--- Listed entries Enclosed Below ---
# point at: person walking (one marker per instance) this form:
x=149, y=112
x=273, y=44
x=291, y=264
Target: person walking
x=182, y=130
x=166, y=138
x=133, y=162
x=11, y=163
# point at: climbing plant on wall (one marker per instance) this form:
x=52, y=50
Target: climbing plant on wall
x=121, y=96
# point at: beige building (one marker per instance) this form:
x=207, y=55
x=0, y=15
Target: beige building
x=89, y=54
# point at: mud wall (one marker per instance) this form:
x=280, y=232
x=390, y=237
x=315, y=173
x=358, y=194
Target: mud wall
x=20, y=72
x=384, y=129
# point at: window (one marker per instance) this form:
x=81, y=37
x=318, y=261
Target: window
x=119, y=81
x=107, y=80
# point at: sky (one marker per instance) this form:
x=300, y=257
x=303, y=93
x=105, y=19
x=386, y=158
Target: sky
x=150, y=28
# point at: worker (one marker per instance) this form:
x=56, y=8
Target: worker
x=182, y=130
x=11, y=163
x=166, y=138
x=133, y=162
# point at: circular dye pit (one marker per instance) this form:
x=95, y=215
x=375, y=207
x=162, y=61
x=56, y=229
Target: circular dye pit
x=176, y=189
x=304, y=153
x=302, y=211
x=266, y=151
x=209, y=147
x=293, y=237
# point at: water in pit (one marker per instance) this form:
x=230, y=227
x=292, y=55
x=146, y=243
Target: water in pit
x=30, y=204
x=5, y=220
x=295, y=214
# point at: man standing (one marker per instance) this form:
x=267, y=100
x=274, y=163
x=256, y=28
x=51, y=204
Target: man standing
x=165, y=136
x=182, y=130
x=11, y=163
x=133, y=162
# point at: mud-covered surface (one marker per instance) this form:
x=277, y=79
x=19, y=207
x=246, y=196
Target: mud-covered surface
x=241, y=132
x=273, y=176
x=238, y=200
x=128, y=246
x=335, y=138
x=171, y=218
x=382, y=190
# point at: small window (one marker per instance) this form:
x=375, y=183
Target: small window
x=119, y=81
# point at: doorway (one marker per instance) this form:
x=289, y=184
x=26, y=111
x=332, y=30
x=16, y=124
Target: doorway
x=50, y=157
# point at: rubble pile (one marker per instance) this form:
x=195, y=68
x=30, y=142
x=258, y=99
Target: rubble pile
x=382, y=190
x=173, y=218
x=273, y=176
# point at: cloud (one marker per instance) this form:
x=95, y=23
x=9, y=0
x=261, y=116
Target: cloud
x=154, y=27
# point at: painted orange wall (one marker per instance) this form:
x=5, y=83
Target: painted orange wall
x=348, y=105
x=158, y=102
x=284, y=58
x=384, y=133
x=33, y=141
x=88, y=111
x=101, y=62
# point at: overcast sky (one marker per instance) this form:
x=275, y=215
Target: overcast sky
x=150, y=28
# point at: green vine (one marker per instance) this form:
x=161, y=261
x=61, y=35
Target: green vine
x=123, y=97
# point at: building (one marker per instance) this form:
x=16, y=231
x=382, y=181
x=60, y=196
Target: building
--- End of Enclosed Listed entries ---
* Exercise prompt:
Reproduce all of the records precisely. No word may differ.

* Answer section:
# point at: person walking (one marker per instance) this form:
x=149, y=112
x=273, y=44
x=291, y=264
Target: person walking
x=182, y=130
x=166, y=138
x=133, y=162
x=11, y=163
# point at: climbing plant on wall (one marker per instance) this form:
x=52, y=50
Target: climbing plant on wall
x=121, y=96
# point at: beige building (one marker per instance) this form:
x=207, y=55
x=0, y=15
Target: beige building
x=89, y=54
# point at: mud wall (one marker per instance) this form:
x=280, y=232
x=390, y=237
x=315, y=173
x=358, y=194
Target: mud wall
x=20, y=72
x=384, y=129
# point at: window (one marker per instance) this form:
x=81, y=37
x=318, y=261
Target: window
x=119, y=81
x=107, y=80
# point at: sky (one marker per instance) this form:
x=300, y=257
x=303, y=93
x=105, y=19
x=386, y=158
Target: sky
x=150, y=28
# point at: worker (one marker per instance) this form:
x=56, y=8
Target: worker
x=182, y=130
x=11, y=163
x=166, y=138
x=133, y=162
# point at: circular dye pit (one marker per instance) this form:
x=95, y=215
x=375, y=207
x=162, y=61
x=56, y=229
Target: circular dye pit
x=176, y=189
x=304, y=153
x=302, y=211
x=266, y=151
x=209, y=147
x=293, y=237
# point at: water in pit (one marker per instance) this form:
x=230, y=227
x=292, y=55
x=146, y=243
Target: water in pit
x=30, y=204
x=5, y=220
x=295, y=214
# point at: man standing (one marker per instance) this form:
x=267, y=100
x=274, y=163
x=256, y=28
x=51, y=204
Target: man standing
x=165, y=136
x=182, y=130
x=11, y=163
x=133, y=162
# point at: mud-covered surface (one marker per instance) this form:
x=277, y=79
x=19, y=207
x=246, y=196
Target: mud-covered surface
x=241, y=132
x=273, y=176
x=238, y=200
x=128, y=246
x=335, y=138
x=171, y=218
x=382, y=190
# point at: small window (one marker per instance) this form:
x=375, y=183
Target: small window
x=119, y=81
# point at: doorway (one marker per instance) this form:
x=289, y=184
x=26, y=111
x=332, y=30
x=16, y=124
Target: doorway
x=50, y=157
# point at: rubble pile (one marker per instance) this form:
x=195, y=68
x=30, y=142
x=258, y=99
Target: rubble pile
x=382, y=190
x=173, y=218
x=273, y=176
# point at: cloud (one marker per instance) this form:
x=95, y=23
x=9, y=0
x=261, y=116
Target: cloud
x=154, y=27
# point at: painted orange wall (one marker per instance) this form:
x=5, y=83
Target: painted orange wall
x=348, y=105
x=158, y=102
x=284, y=58
x=384, y=133
x=33, y=141
x=88, y=111
x=101, y=62
# point at: overcast sky (one marker per instance) this form:
x=275, y=215
Target: overcast sky
x=150, y=28
# point at: green vine (one marker per instance) this form:
x=161, y=261
x=61, y=35
Target: green vine
x=123, y=97
# point at: building (one marker per instance) this form:
x=16, y=231
x=382, y=181
x=60, y=196
Target: building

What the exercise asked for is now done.